SUPPLIED DATA:
_ _ _ _ _ _ _

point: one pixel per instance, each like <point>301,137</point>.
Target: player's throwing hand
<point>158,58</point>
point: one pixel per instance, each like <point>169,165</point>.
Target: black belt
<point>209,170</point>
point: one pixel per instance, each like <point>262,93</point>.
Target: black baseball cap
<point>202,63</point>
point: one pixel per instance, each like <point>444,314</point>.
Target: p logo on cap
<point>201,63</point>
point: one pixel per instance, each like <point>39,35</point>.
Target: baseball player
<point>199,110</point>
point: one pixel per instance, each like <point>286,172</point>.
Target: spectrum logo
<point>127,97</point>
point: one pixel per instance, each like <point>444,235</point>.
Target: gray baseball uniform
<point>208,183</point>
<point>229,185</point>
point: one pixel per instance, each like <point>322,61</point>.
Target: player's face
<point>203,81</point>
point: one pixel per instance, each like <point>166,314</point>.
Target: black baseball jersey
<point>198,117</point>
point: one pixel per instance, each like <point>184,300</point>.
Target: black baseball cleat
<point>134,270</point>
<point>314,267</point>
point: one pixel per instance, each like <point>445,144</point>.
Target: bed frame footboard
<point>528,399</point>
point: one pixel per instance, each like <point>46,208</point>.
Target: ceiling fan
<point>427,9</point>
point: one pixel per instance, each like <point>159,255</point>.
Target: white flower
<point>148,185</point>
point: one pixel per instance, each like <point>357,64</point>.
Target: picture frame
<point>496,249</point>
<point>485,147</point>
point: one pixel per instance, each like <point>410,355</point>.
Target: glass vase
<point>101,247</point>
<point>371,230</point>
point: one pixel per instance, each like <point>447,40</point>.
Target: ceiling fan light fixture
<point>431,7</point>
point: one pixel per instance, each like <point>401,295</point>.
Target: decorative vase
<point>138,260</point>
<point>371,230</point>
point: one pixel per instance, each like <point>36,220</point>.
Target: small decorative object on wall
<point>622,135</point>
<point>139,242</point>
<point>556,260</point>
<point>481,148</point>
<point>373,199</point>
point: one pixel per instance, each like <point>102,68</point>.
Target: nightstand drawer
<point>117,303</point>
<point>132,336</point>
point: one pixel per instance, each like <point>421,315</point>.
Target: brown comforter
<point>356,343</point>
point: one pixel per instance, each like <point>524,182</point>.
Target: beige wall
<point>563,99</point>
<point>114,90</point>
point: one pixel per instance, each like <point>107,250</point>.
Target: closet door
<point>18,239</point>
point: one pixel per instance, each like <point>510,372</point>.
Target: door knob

_ _ _ _ _ _ _

WRITTEN INSTRUCTION: Reproduce the material above word for word, keeping every line in its original order.

RIGHT ANSWER:
point: one pixel per instance, each like <point>301,137</point>.
Target: player's throwing hand
<point>158,58</point>
point: one pixel per instance, each like <point>169,165</point>.
Target: black belt
<point>209,170</point>
point: one pixel per instance, each like <point>262,93</point>.
Target: black baseball cap
<point>202,63</point>
point: one pixel per instance, each like <point>444,314</point>.
Target: p logo on cap
<point>201,63</point>
point: one pixel per instance, each like <point>39,35</point>.
Target: baseball player
<point>199,110</point>
point: one pixel per instance, each like <point>286,172</point>.
Target: spectrum logo
<point>127,97</point>
point: one pixel per instance, each like <point>444,235</point>.
Target: gray baseball uniform
<point>208,183</point>
<point>229,185</point>
point: one pixel per instance, each like <point>322,61</point>.
Target: player's face
<point>203,81</point>
point: one pixel per instance, each like <point>166,314</point>.
Target: black baseball jersey
<point>198,117</point>
point: one pixel per instance, each like <point>184,300</point>.
Target: black baseball cleat
<point>134,270</point>
<point>314,267</point>
point: one pixel per instance, each like <point>445,144</point>.
Target: bed frame footboard
<point>528,399</point>
point: one pixel per instance, each like <point>46,208</point>.
Target: ceiling fan
<point>427,9</point>
point: one pixel per instance, each like <point>159,255</point>.
Target: white flower
<point>148,185</point>
point: one pixel per instance, each like <point>357,64</point>.
Target: picture frame
<point>496,249</point>
<point>485,147</point>
point: one pixel per instance, each like <point>410,355</point>.
Target: glass vase
<point>101,247</point>
<point>371,230</point>
point: one pixel per instance, each like <point>447,40</point>.
Target: ceiling fan light fixture
<point>431,7</point>
point: one pixel per instance, each like <point>401,295</point>.
Target: decorative vase
<point>138,260</point>
<point>371,230</point>
point: one pixel per instance, each like <point>36,220</point>.
Target: small decorative object on wall
<point>622,135</point>
<point>139,242</point>
<point>556,260</point>
<point>481,148</point>
<point>373,199</point>
point: one pixel per instance, each like <point>102,68</point>.
Target: nightstand drawer
<point>117,303</point>
<point>132,336</point>
point: one pixel per instance, each like <point>421,315</point>.
Target: brown comforter
<point>356,343</point>
point: one pixel per instance, each like <point>524,182</point>.
Target: beige wall
<point>563,99</point>
<point>114,90</point>
point: one pixel per instance, each like <point>107,250</point>.
Target: closet door
<point>18,239</point>
point: one pixel per instance, each like <point>510,372</point>.
Target: door knob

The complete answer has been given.